/---

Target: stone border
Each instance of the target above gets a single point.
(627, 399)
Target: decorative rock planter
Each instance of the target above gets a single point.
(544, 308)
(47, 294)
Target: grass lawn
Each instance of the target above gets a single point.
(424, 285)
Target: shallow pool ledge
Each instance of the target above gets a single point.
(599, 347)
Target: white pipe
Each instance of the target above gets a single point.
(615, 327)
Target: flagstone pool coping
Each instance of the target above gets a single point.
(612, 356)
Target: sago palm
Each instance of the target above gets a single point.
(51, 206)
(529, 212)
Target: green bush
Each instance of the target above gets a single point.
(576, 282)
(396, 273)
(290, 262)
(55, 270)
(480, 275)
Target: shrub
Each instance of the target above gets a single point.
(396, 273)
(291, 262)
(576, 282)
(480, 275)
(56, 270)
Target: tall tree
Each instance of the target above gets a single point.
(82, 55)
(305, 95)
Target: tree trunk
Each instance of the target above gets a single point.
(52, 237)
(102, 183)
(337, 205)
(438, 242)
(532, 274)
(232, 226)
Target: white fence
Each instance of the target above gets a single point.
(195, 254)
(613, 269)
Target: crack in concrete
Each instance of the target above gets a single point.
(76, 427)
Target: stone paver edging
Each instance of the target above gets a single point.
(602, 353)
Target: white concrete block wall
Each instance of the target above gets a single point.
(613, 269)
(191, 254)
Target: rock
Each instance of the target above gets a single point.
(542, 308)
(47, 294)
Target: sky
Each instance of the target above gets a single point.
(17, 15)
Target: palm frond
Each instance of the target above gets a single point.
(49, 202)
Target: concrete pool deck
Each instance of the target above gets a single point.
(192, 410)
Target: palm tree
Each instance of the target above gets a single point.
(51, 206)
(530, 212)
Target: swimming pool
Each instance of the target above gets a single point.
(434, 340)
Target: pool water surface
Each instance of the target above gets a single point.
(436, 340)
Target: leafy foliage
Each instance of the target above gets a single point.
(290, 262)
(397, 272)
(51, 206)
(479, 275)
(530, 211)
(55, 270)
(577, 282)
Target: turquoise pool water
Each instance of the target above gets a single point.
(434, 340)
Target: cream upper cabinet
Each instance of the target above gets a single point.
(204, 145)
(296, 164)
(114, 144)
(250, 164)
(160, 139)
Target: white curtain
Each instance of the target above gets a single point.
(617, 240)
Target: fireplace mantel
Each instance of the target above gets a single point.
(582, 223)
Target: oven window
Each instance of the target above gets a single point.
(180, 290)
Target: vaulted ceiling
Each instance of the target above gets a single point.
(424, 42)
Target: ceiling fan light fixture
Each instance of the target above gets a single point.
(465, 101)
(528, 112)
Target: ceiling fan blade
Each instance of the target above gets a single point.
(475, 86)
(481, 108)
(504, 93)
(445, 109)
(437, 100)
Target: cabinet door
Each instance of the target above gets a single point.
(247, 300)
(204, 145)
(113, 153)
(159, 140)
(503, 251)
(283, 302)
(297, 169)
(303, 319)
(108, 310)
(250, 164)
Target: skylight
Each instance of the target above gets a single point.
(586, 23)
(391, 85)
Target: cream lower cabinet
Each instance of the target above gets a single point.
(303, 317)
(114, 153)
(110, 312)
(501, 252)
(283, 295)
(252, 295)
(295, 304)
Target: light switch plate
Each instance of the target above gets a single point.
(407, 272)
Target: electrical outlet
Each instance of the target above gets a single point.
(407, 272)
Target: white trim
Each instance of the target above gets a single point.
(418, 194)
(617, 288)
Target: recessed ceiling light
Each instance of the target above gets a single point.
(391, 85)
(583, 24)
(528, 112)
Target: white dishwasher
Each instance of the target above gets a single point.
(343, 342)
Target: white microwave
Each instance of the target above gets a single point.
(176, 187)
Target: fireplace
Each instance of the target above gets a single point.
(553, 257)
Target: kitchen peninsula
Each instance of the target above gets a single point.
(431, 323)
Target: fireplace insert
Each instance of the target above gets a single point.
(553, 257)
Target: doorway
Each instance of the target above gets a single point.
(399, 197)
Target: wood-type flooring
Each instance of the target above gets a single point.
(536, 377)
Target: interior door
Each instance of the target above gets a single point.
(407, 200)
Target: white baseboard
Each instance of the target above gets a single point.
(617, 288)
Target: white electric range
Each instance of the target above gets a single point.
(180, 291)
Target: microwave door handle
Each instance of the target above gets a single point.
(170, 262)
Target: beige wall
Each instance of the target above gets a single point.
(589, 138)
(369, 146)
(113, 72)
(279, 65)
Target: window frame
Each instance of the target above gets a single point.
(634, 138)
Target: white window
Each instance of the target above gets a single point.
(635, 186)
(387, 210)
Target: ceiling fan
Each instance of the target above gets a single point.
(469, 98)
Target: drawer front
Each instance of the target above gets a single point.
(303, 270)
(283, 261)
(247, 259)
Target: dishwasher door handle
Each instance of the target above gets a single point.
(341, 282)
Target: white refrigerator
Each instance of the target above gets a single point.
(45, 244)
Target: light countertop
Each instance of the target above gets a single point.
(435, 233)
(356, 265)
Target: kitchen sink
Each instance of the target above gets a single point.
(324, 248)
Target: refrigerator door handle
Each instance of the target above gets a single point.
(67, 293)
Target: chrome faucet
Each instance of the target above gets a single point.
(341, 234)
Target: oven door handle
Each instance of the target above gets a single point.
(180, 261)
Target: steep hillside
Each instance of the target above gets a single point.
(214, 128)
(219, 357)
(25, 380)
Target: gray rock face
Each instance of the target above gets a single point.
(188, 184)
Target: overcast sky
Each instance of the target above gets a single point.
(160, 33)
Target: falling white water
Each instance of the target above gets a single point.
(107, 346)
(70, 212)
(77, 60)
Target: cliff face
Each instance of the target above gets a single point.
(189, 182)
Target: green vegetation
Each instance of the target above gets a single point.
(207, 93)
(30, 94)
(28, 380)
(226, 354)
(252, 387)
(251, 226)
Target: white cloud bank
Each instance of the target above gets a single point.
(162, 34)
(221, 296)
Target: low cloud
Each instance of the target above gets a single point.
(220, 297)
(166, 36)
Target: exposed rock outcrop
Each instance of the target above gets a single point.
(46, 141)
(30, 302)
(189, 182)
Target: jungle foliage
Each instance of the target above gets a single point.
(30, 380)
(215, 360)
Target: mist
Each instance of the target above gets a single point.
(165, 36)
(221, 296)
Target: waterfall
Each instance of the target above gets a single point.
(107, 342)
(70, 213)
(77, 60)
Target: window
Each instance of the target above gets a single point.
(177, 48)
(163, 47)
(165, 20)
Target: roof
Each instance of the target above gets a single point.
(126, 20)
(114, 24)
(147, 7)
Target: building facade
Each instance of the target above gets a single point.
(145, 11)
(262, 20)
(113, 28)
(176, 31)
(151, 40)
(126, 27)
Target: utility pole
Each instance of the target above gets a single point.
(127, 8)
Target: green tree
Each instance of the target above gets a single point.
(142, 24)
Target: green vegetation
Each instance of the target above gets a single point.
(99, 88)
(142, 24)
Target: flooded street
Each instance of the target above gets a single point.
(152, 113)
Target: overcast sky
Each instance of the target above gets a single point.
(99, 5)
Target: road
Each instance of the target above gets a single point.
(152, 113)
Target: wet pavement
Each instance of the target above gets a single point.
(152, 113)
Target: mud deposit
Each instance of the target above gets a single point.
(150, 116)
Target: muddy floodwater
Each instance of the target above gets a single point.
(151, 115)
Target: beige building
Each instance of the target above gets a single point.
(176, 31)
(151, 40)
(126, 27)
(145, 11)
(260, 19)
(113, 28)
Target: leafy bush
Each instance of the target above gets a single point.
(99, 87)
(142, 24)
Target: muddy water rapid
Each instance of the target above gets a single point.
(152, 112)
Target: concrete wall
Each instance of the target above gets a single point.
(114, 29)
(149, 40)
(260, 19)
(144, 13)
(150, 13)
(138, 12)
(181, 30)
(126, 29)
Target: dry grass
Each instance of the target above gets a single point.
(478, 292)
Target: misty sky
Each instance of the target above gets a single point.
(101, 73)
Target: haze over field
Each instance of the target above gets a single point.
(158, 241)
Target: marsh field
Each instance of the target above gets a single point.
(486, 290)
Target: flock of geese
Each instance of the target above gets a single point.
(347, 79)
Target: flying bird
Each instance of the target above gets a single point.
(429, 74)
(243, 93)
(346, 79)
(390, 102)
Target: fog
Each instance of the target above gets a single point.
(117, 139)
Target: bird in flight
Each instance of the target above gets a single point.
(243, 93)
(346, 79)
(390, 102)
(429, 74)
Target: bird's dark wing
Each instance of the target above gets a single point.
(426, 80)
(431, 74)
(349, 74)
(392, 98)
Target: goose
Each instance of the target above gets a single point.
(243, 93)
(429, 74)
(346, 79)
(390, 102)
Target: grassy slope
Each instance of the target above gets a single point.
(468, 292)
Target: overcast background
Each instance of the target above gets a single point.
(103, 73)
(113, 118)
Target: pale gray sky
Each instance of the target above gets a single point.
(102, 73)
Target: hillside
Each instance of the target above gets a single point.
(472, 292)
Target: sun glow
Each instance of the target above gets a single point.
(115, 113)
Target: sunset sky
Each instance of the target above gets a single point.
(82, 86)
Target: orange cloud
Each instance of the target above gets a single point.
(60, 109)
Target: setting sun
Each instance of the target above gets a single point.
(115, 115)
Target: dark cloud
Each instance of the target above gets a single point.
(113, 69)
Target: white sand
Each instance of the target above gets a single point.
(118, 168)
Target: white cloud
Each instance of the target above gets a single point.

\---
/---

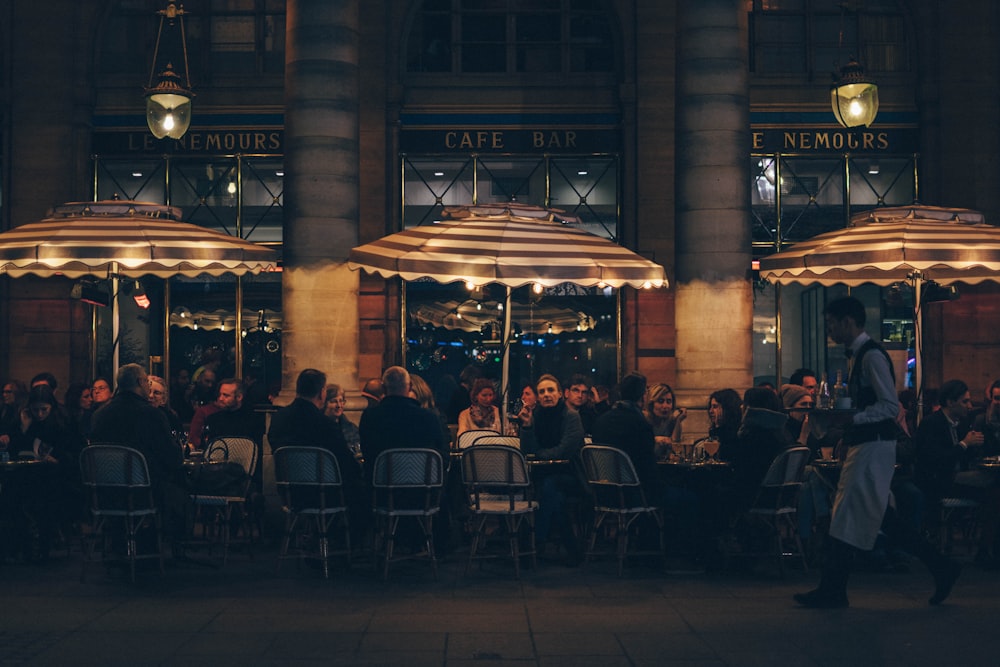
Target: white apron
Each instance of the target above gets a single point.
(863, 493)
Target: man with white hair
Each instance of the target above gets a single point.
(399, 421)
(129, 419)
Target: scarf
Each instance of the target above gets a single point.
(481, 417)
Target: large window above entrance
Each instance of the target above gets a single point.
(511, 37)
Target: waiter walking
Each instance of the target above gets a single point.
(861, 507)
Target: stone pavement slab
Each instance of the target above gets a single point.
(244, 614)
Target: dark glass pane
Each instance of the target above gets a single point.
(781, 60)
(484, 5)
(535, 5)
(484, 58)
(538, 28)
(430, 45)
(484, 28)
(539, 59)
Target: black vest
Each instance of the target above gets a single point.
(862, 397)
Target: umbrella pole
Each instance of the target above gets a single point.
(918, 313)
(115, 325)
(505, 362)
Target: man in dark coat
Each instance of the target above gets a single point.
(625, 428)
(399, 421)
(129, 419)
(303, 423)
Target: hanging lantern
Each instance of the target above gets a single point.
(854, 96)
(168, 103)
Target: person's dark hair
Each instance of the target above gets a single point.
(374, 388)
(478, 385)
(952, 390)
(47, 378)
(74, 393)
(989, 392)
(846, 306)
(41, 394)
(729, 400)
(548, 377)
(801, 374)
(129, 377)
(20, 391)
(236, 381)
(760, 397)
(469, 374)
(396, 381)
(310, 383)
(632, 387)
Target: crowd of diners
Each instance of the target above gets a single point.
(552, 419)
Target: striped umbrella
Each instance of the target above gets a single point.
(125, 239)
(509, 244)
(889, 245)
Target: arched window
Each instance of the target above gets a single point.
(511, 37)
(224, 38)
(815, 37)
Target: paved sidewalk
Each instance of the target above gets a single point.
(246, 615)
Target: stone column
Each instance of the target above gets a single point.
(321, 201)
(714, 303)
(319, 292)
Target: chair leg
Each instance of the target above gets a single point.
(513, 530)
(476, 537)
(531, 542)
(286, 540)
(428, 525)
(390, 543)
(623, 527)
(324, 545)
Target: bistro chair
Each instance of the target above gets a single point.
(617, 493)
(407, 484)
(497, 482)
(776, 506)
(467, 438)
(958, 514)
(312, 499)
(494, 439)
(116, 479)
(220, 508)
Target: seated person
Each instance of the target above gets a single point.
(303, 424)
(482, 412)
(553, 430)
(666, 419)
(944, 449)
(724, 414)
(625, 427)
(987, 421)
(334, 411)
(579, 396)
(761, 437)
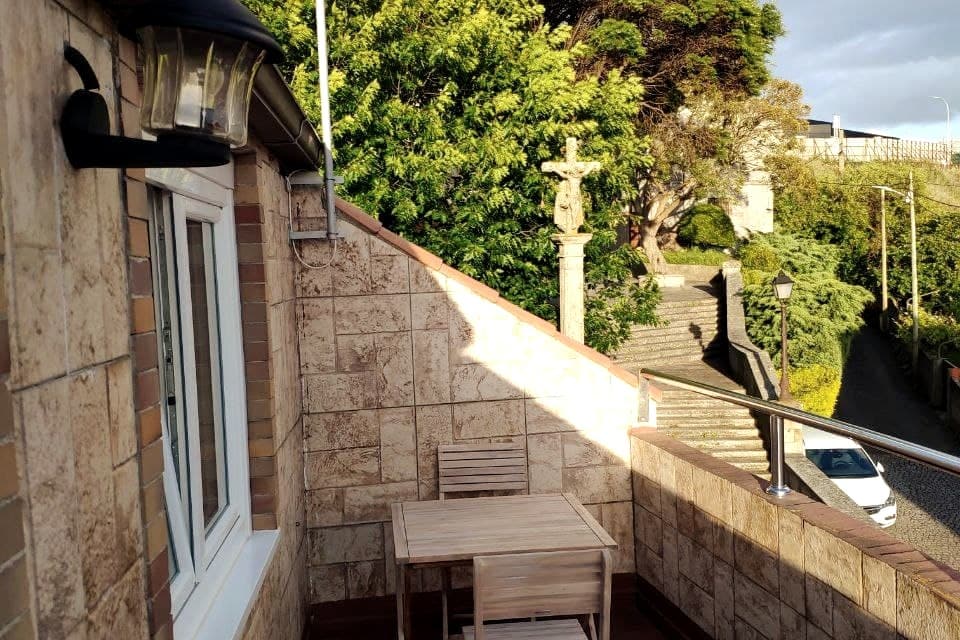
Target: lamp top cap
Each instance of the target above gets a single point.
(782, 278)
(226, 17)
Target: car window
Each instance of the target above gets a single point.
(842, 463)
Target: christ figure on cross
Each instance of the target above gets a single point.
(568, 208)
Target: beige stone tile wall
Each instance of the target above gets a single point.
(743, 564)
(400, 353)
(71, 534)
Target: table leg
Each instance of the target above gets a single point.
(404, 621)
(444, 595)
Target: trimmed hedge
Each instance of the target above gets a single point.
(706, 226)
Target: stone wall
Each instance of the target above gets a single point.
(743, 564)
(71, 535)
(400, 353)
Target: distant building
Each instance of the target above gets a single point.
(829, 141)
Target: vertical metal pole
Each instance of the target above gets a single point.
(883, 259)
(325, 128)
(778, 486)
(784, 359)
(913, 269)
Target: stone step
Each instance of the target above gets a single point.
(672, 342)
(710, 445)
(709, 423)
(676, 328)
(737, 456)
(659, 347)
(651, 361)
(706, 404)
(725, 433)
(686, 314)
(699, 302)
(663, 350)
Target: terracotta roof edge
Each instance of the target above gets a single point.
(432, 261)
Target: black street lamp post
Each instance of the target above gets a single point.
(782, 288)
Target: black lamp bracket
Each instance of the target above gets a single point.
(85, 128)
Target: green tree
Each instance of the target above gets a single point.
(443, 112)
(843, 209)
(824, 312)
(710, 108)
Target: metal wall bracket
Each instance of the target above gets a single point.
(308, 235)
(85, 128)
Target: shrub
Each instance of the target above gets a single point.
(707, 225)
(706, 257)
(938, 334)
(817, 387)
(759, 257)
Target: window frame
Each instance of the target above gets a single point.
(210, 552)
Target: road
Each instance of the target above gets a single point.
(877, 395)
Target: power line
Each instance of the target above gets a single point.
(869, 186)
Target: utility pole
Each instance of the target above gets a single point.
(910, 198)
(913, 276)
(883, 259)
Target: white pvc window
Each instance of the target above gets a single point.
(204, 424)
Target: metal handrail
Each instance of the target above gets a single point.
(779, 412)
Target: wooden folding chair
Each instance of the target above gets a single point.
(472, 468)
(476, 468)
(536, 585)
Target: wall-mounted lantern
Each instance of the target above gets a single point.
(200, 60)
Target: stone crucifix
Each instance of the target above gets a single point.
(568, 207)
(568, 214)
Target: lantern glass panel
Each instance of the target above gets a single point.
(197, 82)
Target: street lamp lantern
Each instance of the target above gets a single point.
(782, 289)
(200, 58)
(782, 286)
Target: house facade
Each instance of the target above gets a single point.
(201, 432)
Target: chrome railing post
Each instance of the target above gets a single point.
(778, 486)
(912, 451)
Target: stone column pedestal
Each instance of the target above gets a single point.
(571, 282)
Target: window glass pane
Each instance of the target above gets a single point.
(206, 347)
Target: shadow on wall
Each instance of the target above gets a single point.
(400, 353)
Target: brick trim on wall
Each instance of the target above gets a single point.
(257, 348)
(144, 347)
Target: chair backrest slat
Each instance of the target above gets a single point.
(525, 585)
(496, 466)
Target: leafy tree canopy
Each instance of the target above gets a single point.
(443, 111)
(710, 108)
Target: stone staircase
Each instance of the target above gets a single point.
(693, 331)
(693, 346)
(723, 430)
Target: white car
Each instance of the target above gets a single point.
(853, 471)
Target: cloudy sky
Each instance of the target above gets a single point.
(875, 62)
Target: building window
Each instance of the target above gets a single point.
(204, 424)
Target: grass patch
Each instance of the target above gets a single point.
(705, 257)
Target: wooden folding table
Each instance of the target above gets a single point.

\---

Once you find the line with "Target: white electric range" above, print it and every line after it up to and including the line with "Target: beige wall", exactly as written and nothing else.

Target: white electric range
Each instance of the target above gets a single point.
(180, 291)
Target: microwave door handle
Each instance of the target above gets a single point.
(170, 262)
Target: beige wall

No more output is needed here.